_RECORDS SUPPLIED_:
───
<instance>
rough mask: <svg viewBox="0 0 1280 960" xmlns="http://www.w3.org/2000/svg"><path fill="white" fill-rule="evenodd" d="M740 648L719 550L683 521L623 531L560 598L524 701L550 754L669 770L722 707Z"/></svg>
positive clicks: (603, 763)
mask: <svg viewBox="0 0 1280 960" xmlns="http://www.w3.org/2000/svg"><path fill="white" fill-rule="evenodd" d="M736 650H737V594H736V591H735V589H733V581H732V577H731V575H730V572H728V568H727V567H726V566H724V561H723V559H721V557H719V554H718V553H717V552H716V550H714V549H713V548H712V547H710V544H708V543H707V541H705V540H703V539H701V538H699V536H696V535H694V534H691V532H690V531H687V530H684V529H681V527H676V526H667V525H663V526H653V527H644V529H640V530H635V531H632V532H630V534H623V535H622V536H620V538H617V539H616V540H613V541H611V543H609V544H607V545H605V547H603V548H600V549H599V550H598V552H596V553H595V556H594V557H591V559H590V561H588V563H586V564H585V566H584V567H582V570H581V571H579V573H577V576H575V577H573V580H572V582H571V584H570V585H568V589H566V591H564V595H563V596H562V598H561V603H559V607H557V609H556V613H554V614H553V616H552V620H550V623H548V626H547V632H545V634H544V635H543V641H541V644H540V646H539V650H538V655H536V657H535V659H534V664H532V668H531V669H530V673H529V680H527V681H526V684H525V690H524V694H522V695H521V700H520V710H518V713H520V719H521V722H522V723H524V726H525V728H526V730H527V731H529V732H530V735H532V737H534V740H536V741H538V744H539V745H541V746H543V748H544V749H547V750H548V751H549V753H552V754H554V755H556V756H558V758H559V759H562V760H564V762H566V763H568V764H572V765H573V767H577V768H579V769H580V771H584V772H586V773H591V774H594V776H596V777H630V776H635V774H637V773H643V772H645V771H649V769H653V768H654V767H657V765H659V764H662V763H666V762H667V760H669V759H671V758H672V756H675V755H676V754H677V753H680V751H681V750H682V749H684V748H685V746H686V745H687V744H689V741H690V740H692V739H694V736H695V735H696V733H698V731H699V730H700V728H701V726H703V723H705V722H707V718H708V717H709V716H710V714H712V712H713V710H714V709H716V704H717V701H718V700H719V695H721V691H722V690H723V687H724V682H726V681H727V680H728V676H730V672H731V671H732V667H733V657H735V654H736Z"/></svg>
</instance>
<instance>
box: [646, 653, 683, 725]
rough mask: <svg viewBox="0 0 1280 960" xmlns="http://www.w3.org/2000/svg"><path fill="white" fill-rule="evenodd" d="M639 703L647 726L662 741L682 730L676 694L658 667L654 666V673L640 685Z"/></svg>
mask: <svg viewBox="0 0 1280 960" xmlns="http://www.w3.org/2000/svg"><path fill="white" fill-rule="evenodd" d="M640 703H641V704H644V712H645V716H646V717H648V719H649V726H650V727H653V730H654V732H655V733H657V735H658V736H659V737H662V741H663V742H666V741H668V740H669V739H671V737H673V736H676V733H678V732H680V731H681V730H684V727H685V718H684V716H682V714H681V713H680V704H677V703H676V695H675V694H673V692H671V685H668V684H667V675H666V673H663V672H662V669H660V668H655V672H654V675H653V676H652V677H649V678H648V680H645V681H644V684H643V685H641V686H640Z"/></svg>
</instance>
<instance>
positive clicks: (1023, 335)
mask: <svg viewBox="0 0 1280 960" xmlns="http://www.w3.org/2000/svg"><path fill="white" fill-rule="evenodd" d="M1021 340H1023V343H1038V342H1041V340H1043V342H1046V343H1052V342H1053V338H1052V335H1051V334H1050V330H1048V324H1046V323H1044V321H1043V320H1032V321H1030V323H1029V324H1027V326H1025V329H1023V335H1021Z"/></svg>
───
Copy everything from the very start of the records down to the line containing "positive clicks: (603, 763)", both ends included, character for character.

<instance>
rough mask: <svg viewBox="0 0 1280 960" xmlns="http://www.w3.org/2000/svg"><path fill="white" fill-rule="evenodd" d="M740 648L719 550L683 521L623 531L560 598L524 701L550 754L669 770L722 707Z"/></svg>
positive clicks: (603, 763)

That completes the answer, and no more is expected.